• [TO DO]: Repeat each of the following items word for word, without changing anything.

• [Named object pointing items]:
━━━━━━━━━━━━━━━━━━━━━━━━━━━━━━

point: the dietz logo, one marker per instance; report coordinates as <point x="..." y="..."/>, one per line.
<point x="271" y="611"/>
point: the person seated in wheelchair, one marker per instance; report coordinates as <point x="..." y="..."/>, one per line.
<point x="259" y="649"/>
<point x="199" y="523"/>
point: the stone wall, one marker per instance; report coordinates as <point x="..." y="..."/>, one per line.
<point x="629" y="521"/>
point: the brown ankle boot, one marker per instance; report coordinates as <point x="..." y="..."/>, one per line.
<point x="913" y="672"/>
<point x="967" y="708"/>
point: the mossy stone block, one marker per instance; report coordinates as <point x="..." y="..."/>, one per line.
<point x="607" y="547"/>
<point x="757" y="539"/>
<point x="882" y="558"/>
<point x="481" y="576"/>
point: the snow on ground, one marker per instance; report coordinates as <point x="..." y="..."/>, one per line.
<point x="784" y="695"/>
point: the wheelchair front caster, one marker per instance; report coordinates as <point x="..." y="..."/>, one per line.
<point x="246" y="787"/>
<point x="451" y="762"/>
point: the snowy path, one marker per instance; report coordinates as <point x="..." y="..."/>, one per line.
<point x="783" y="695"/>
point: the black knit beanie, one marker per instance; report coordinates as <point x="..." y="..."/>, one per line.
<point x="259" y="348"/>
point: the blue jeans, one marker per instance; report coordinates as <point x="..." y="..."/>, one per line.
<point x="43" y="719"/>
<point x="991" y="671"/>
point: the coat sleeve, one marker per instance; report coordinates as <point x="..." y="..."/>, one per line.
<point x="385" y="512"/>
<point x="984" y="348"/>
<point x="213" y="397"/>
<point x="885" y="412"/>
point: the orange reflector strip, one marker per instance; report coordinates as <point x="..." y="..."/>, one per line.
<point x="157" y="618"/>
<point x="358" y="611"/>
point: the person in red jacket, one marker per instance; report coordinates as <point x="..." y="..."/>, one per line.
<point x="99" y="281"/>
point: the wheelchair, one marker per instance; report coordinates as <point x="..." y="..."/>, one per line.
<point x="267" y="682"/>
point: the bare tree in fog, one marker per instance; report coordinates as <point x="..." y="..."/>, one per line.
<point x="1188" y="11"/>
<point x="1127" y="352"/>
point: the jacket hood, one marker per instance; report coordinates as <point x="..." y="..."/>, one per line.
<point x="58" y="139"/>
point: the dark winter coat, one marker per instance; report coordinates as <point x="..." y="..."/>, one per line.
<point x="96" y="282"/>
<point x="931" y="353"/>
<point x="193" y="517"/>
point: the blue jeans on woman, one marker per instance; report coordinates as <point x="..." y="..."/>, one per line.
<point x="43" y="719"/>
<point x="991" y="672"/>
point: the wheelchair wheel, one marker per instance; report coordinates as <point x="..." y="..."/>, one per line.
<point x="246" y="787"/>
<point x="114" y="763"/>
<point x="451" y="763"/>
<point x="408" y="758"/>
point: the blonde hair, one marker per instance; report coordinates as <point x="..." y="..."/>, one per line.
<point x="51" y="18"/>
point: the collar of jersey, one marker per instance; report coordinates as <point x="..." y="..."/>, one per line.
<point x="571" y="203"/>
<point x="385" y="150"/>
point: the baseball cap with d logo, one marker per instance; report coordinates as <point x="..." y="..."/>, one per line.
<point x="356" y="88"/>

━━━━━━━━━━━━━━━━━━━━━━━━━━━━━━

• [RESULT OF THIS TASK]:
point: the dietz logo, one marker per instance; report coordinates as <point x="..." y="..."/>, one per line.
<point x="271" y="611"/>
point: the person seated in wheelchair, one marker per instance; report coordinates as <point x="..." y="..."/>, one per line.
<point x="259" y="649"/>
<point x="199" y="523"/>
point: the stone wall, one marker per instance; report coordinates as <point x="..." y="..."/>, one per line.
<point x="629" y="521"/>
point: the brown ankle boot, one marker per instance; report coordinates as <point x="..." y="..."/>, one per line.
<point x="913" y="672"/>
<point x="967" y="708"/>
point: the mossy stone block, one marker per instance; report coordinates as <point x="..." y="..."/>, one per line.
<point x="607" y="547"/>
<point x="757" y="539"/>
<point x="882" y="558"/>
<point x="481" y="576"/>
point: the snow on ground, one marker per instance; report coordinates as <point x="..." y="..."/>, one per line.
<point x="784" y="695"/>
point: the wheelchair front caster, one marker per instance; report coordinates as <point x="..." y="..."/>, one per line.
<point x="246" y="787"/>
<point x="451" y="762"/>
point: the snowy path, one marker per instance; report coordinates as <point x="..." y="..."/>, one per line.
<point x="783" y="695"/>
point: the black knit beanie, one marker per instance; report coordinates as <point x="..." y="..."/>, one per line.
<point x="259" y="348"/>
point: the blue jeans, one marker per instance; report coordinates as <point x="..." y="..."/>, one per line.
<point x="43" y="719"/>
<point x="991" y="671"/>
point: the coat sleeve, one marker per instance; report coordinates as <point x="..." y="..."/>, one per line.
<point x="385" y="512"/>
<point x="984" y="348"/>
<point x="213" y="397"/>
<point x="885" y="412"/>
point: the orange reflector strip, one marker per instance; report coordinates as <point x="..." y="..."/>, one per line.
<point x="157" y="618"/>
<point x="358" y="611"/>
point: the person in red jacket, one marker per instance; report coordinates as <point x="..." y="..."/>, one per line.
<point x="99" y="281"/>
point: the wheelchair, one marker per instance; report coordinates as <point x="..." y="..."/>, one per line.
<point x="267" y="682"/>
point: the bare tree in fog, one marker per instance; report coordinates as <point x="..." y="..."/>, one per line.
<point x="1188" y="11"/>
<point x="1127" y="352"/>
point: the jacket hood, one marker per instance; report coordinates as <point x="..." y="..."/>, one per line.
<point x="58" y="139"/>
point: the dark winter coat, one marker per instance; report coordinates as <point x="..." y="..."/>, one per line.
<point x="96" y="282"/>
<point x="931" y="353"/>
<point x="193" y="517"/>
point: the blue jeans on woman, one marker per instance; report coordinates as <point x="..." y="..."/>, one per line.
<point x="43" y="719"/>
<point x="991" y="672"/>
point: the wheelchair wheel, one marker per instance; report coordinates as <point x="..." y="..."/>, one per line.
<point x="246" y="787"/>
<point x="114" y="763"/>
<point x="451" y="763"/>
<point x="408" y="758"/>
point: the blonde hair, one marker per instance; report coordinates as <point x="..." y="..."/>, one per line.
<point x="51" y="18"/>
point: the collar of jersey, one marker per instance; report coordinates as <point x="..." y="..."/>, one per line.
<point x="571" y="203"/>
<point x="385" y="150"/>
point: the baseball cap with d logo, one marker per instance; report coordinates as <point x="..." y="..."/>, one per line.
<point x="356" y="88"/>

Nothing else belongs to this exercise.